[MATERIAL TO PROCESS]
____________

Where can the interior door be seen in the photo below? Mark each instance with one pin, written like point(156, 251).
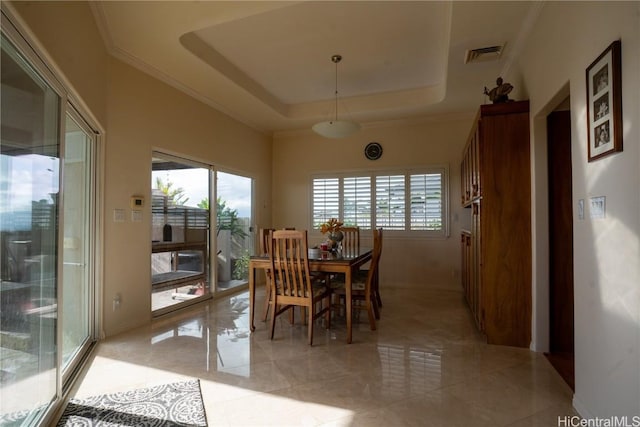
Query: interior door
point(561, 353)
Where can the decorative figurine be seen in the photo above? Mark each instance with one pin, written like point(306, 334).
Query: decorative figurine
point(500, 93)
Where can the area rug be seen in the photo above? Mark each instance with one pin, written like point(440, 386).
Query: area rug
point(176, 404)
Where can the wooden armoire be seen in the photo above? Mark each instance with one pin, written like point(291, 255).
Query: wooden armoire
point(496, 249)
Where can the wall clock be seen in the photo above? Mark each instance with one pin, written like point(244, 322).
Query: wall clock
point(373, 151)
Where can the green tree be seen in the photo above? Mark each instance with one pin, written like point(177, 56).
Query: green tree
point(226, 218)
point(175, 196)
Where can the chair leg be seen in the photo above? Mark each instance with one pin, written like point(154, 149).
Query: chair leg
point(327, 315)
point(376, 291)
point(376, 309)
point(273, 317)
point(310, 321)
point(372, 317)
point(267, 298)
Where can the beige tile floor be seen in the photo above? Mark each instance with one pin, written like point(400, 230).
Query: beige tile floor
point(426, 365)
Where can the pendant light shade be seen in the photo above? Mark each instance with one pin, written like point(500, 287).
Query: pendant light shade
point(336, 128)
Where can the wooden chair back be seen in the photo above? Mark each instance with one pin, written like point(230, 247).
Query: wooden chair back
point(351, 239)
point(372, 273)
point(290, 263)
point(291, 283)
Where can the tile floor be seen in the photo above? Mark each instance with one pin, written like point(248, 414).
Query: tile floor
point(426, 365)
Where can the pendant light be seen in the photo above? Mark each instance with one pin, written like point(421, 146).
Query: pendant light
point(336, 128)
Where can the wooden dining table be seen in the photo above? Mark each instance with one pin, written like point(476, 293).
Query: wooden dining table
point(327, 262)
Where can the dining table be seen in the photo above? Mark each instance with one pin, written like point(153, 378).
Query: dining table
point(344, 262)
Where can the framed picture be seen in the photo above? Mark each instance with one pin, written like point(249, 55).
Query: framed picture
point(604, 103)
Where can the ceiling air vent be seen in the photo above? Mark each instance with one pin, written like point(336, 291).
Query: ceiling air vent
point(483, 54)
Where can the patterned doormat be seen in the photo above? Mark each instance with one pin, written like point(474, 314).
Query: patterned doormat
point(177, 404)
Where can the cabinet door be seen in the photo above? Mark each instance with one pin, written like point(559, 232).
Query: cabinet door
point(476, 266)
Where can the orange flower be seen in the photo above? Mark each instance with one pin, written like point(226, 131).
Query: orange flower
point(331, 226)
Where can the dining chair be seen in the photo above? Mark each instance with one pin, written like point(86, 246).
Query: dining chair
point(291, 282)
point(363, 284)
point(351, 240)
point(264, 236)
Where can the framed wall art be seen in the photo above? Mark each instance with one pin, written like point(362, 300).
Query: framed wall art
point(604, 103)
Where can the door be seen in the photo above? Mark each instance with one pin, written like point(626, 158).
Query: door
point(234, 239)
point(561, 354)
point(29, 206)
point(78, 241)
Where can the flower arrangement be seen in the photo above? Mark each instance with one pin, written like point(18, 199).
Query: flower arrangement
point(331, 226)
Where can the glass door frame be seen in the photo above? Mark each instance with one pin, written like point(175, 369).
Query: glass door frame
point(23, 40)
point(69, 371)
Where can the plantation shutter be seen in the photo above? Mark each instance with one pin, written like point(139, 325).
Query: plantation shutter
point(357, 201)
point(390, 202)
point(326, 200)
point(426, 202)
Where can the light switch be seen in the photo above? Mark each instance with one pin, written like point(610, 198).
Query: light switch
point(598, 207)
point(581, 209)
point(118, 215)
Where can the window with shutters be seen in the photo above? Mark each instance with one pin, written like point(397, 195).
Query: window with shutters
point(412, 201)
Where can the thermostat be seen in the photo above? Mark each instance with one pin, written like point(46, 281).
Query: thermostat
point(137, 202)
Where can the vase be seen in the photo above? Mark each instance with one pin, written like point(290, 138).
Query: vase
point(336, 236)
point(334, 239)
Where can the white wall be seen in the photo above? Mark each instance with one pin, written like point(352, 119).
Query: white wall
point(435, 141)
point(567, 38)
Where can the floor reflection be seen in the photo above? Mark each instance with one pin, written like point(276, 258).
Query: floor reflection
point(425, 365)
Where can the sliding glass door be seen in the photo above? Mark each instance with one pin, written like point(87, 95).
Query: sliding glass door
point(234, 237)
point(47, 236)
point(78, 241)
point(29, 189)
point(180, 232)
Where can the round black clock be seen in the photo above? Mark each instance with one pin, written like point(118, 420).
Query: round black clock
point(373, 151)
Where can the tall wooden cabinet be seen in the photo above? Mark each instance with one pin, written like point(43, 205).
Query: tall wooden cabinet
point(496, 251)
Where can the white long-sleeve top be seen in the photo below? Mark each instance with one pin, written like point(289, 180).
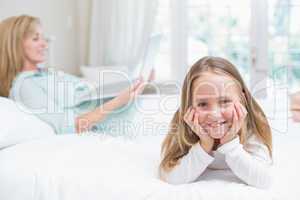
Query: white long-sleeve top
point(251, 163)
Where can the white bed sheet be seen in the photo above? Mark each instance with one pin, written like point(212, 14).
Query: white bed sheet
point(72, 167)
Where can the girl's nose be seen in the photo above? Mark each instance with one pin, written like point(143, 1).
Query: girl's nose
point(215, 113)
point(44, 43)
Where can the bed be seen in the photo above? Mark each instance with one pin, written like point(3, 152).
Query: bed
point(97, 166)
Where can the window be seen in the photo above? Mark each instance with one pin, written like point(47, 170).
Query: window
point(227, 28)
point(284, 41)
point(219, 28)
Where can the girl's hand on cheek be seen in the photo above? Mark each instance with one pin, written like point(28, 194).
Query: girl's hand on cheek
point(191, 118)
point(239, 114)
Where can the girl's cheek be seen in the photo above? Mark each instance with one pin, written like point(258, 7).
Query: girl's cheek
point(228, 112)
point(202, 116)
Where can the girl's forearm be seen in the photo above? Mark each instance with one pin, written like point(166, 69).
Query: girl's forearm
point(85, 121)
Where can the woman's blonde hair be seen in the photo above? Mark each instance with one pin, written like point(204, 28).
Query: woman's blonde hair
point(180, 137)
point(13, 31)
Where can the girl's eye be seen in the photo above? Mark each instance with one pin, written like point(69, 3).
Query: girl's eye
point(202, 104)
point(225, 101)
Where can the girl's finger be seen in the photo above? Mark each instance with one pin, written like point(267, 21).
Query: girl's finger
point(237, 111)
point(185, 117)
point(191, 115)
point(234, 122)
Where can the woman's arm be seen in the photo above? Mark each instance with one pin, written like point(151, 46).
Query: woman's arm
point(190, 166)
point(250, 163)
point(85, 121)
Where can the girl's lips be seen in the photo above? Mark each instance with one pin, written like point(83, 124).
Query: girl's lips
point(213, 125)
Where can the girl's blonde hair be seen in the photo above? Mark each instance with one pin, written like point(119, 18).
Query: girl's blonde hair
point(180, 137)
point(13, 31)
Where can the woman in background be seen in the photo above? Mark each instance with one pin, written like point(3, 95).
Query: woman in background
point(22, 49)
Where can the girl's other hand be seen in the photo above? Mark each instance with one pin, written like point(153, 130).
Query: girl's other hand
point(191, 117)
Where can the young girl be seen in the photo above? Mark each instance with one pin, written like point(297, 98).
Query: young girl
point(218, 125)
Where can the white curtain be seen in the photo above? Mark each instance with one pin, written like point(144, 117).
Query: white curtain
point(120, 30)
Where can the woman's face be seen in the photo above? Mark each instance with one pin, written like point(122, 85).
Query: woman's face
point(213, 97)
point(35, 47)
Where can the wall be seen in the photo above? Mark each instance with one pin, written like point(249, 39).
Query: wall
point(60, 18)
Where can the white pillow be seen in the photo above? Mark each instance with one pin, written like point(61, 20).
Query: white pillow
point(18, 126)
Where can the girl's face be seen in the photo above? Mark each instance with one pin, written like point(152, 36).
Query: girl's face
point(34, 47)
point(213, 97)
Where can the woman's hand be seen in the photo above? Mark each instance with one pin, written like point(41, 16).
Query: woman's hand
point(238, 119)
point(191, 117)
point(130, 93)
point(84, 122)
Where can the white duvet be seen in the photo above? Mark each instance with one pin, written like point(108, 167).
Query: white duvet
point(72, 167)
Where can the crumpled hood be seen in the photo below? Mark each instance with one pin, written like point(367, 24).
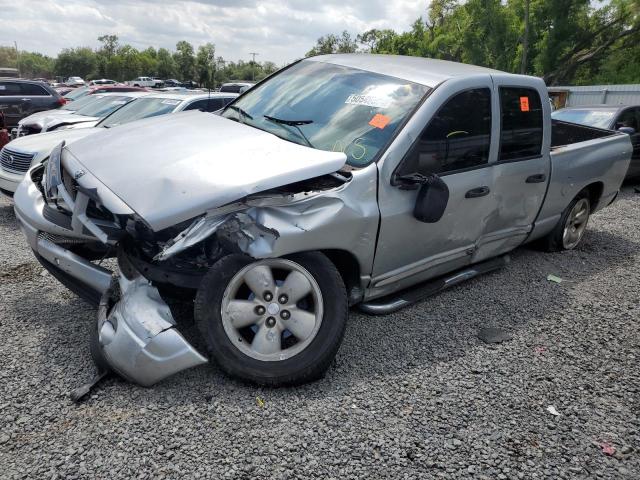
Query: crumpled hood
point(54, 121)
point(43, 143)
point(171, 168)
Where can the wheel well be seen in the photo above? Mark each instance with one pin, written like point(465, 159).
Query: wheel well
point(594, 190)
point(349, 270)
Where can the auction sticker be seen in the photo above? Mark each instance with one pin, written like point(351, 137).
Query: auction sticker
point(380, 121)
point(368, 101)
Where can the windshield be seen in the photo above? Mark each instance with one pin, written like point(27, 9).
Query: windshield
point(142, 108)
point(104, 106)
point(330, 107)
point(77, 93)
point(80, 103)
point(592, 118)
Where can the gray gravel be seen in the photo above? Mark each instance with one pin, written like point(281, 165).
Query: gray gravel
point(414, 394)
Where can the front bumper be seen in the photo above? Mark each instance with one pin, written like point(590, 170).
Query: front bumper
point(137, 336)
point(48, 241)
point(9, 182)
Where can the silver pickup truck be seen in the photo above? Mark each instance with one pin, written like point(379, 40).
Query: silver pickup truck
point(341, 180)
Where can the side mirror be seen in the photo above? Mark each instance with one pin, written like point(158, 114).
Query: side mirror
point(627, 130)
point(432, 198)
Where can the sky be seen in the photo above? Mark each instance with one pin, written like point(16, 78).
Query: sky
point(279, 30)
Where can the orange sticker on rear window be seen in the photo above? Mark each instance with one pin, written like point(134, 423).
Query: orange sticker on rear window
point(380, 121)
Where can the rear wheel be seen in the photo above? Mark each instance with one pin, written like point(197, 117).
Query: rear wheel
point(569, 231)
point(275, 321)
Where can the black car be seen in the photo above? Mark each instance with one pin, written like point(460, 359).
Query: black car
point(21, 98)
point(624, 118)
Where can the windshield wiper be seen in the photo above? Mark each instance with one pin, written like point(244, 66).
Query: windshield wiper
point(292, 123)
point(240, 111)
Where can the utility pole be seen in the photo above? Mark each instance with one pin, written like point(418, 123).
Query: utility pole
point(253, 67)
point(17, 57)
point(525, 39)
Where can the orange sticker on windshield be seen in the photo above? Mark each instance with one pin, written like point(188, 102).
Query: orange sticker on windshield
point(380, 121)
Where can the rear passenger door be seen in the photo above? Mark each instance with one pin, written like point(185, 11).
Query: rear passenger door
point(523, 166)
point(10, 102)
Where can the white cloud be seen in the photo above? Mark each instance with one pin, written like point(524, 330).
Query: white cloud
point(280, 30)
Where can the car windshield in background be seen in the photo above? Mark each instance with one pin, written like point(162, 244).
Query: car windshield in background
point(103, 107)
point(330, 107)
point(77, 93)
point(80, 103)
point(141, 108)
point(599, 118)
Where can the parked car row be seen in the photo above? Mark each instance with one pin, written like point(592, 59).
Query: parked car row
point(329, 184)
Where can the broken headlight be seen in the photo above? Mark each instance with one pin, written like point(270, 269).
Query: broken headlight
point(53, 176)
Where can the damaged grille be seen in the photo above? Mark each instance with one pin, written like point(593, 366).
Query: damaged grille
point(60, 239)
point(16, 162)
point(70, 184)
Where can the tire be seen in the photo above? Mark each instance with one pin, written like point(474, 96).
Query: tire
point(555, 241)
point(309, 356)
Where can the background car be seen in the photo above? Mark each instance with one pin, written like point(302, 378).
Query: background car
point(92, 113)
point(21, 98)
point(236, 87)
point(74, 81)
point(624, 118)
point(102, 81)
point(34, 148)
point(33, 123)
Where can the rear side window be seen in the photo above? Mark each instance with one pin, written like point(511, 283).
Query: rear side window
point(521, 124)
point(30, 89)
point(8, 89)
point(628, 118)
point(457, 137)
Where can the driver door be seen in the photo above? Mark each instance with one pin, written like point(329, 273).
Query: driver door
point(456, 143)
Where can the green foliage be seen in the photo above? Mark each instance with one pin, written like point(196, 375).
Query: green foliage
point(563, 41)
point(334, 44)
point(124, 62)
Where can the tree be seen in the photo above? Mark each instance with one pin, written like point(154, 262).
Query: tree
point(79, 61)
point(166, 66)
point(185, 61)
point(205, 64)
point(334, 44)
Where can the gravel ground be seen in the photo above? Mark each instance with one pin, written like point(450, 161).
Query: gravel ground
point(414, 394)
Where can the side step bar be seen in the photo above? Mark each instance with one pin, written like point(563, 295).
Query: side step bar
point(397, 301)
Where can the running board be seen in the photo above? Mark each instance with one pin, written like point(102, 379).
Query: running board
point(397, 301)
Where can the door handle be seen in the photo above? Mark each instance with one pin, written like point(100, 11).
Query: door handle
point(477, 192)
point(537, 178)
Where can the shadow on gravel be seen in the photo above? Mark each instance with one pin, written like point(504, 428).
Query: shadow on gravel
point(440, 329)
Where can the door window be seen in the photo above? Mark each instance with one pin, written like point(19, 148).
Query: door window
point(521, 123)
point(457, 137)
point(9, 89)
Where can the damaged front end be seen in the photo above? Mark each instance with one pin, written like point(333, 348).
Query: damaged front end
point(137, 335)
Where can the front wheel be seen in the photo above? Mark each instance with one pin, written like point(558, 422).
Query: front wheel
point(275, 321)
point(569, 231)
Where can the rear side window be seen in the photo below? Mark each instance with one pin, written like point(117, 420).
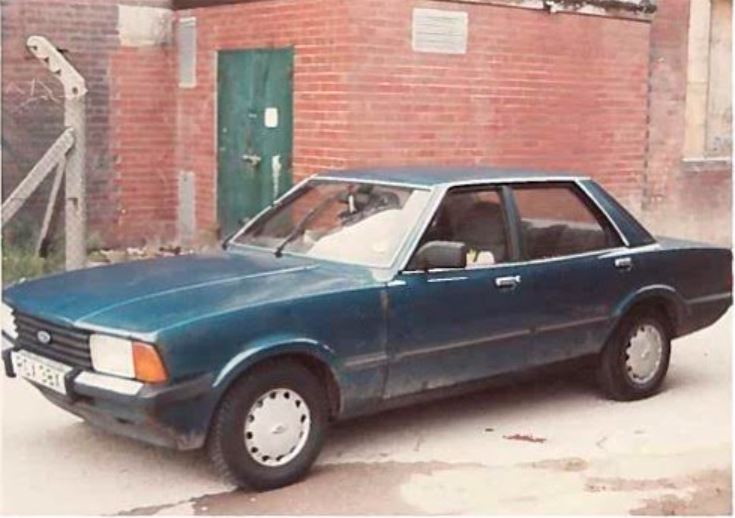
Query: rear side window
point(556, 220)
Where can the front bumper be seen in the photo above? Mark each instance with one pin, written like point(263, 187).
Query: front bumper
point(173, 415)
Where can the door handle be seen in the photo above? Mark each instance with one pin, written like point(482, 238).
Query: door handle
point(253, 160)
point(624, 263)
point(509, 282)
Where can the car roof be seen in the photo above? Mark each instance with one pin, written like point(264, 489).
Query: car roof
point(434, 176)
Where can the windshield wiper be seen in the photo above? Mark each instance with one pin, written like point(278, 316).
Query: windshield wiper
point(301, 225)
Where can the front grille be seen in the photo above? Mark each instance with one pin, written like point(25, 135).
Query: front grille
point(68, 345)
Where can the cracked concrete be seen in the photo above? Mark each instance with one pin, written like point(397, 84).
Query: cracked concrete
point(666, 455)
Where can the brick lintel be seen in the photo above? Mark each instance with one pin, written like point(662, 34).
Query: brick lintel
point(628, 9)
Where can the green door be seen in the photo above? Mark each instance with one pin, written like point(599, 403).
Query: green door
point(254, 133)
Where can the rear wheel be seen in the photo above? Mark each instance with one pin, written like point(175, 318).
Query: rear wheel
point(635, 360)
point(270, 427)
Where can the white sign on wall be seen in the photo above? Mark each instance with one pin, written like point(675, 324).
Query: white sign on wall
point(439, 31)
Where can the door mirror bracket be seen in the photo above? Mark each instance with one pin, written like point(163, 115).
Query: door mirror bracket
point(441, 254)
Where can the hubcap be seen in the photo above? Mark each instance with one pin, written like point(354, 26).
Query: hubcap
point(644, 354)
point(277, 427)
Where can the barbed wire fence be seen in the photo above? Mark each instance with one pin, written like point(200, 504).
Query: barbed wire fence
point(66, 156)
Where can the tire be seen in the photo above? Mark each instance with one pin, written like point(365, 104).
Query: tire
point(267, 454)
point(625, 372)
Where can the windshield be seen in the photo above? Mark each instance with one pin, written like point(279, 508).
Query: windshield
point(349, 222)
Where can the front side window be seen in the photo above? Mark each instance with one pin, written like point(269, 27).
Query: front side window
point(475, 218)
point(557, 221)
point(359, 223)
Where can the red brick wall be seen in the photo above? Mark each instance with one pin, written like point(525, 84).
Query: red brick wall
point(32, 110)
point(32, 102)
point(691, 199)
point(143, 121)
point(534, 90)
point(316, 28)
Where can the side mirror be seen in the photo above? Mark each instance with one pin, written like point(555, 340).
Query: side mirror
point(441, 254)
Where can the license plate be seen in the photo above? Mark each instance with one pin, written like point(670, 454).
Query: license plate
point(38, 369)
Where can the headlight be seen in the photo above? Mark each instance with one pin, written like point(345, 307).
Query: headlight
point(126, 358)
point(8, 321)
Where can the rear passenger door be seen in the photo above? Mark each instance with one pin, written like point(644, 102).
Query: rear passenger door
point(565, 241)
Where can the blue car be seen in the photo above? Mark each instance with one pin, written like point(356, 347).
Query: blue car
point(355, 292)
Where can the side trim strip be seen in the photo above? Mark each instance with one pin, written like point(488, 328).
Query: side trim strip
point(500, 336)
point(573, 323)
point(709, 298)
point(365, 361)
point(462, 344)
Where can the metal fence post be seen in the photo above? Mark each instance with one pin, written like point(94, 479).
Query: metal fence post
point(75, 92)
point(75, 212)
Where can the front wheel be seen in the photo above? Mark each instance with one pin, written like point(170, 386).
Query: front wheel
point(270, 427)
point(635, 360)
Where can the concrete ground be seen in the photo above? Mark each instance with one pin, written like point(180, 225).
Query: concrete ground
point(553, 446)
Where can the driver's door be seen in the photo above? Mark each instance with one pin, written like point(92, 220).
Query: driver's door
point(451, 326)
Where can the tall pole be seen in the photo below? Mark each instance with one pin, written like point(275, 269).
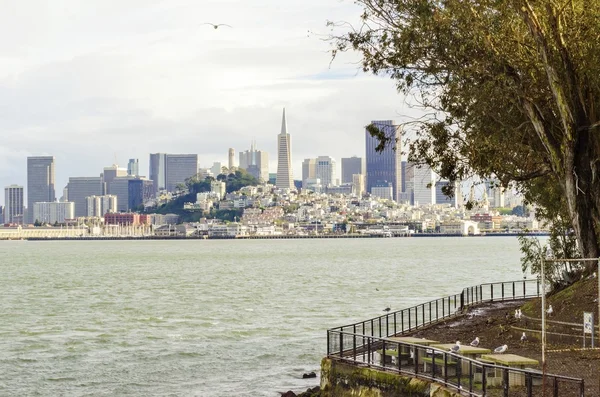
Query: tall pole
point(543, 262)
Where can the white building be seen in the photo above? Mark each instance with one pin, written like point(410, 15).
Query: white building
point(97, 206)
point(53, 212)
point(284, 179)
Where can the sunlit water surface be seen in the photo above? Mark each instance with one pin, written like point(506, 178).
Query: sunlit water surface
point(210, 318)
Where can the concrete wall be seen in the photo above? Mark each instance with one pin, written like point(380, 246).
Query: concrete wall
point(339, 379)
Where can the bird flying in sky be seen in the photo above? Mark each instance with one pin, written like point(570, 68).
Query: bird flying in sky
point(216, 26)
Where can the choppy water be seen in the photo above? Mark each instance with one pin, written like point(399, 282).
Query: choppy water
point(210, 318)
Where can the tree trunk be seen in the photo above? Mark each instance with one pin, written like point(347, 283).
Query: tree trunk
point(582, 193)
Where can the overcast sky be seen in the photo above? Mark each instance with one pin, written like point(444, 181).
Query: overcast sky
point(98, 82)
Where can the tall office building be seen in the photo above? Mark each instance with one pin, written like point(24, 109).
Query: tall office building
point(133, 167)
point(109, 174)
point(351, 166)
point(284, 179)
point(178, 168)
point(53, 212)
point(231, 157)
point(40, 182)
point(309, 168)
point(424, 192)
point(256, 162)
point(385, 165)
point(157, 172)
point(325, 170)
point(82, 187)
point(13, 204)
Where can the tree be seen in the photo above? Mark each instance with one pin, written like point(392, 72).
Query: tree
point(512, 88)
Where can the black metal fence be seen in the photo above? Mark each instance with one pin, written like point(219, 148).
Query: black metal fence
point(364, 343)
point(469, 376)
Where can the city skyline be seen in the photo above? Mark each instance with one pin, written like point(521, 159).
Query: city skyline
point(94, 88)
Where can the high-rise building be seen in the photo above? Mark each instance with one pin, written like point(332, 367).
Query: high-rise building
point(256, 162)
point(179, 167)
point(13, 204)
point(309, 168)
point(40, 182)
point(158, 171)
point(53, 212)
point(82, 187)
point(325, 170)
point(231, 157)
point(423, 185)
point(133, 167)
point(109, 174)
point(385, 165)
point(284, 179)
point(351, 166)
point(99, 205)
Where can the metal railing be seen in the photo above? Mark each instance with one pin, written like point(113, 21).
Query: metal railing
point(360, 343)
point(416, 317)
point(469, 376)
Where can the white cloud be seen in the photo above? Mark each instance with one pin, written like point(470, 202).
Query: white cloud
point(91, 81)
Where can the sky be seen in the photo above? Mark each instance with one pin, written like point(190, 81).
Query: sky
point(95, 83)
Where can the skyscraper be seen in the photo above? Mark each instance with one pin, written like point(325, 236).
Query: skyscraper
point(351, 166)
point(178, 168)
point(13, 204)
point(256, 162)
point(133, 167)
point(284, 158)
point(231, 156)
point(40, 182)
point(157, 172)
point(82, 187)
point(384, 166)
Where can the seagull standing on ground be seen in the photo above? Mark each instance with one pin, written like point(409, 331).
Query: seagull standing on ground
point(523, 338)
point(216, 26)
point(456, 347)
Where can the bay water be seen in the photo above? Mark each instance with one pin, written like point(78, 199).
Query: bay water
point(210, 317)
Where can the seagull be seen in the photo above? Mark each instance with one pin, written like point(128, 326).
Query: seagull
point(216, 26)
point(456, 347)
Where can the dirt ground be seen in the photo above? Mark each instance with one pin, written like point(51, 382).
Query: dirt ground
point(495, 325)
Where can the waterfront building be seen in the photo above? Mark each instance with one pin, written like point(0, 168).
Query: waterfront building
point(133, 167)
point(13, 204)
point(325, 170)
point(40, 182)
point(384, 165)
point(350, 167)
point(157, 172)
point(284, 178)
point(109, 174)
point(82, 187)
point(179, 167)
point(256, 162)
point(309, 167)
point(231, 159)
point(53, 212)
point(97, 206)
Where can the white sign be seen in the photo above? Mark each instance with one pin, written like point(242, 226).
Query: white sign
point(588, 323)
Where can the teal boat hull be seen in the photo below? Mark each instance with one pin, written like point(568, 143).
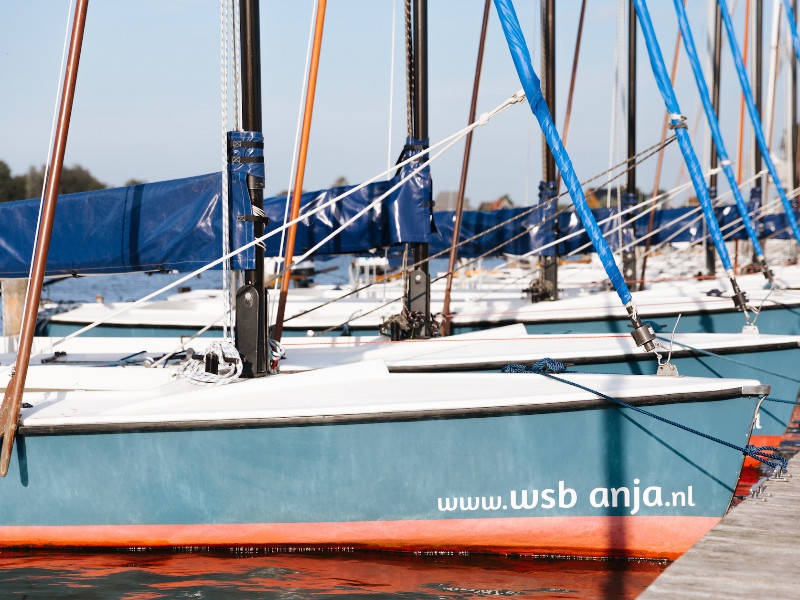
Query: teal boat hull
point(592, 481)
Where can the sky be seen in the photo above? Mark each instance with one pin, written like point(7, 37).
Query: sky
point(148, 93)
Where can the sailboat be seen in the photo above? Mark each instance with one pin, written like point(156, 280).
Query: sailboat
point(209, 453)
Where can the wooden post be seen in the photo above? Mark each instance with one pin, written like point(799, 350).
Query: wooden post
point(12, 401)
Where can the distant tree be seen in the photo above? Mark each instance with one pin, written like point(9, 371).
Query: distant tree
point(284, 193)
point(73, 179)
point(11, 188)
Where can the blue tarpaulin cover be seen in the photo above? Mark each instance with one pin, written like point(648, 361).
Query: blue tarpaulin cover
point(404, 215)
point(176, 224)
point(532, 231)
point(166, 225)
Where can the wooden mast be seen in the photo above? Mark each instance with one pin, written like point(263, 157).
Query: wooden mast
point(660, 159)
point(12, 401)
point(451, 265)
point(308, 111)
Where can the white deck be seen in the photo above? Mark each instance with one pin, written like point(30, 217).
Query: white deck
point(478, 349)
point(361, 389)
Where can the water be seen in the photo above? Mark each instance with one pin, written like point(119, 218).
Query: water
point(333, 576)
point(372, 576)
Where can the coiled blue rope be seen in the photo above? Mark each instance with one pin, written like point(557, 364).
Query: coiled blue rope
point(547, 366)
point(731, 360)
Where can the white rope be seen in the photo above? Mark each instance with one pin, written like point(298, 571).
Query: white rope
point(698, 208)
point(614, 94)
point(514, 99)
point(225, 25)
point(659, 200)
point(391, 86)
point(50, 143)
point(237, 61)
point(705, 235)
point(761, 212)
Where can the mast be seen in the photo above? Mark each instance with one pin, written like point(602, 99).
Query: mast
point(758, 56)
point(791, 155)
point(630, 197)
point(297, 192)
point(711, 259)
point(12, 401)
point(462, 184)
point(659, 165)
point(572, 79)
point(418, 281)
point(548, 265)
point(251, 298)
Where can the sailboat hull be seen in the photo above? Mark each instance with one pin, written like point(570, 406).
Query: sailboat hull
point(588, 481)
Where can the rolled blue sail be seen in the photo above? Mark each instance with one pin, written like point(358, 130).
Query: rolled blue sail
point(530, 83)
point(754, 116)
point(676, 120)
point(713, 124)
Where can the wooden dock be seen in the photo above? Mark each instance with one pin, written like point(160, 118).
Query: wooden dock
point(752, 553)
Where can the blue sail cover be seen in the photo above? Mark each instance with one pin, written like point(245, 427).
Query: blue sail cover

____________

Pictures are to be omitted; otherwise, every line from the first line of the listing through the line containing "Where can the pendant light shade" must be reproduced exactly, both ends included.

[RESULT FOR THIS EXERCISE]
Where can the interior door be seen in the photo below? Mark each instance with one pin, written like point(156, 251).
Query: interior door
point(561, 353)
Where can the decorative figurine be seen in the photo above? Mark each instance with one pin, written like point(306, 334).
Query: decorative figurine
point(500, 93)
Where can the area rug be seen in the photo above? Mark each instance with one pin, written like point(440, 386).
Query: area rug
point(176, 404)
Where can the wooden armoire be seen in the photo above? Mark each instance with one pin, written like point(291, 255).
Query: wooden armoire
point(496, 249)
Where can the wall clock be seen in the photo above? Mark each instance with one pin, written like point(244, 322).
Query: wall clock
point(373, 151)
Where can the green tree be seen in the photo above? Mark each instance with one pin, written like point(177, 56).
Query: green tree
point(226, 218)
point(175, 196)
Where can the chair leg be seen in the photo above? Mark each instance with one pin, written like point(154, 149).
Query: chair leg
point(327, 315)
point(376, 291)
point(376, 309)
point(273, 317)
point(310, 321)
point(372, 317)
point(267, 298)
Where can the beige tile floor be seen in the photo above? Mark each instance with one pin, written like point(400, 230).
Query: beige tile floor
point(426, 365)
Where can the pendant light shade be seen in the photo above? Mark each instance with one pin, written like point(500, 287).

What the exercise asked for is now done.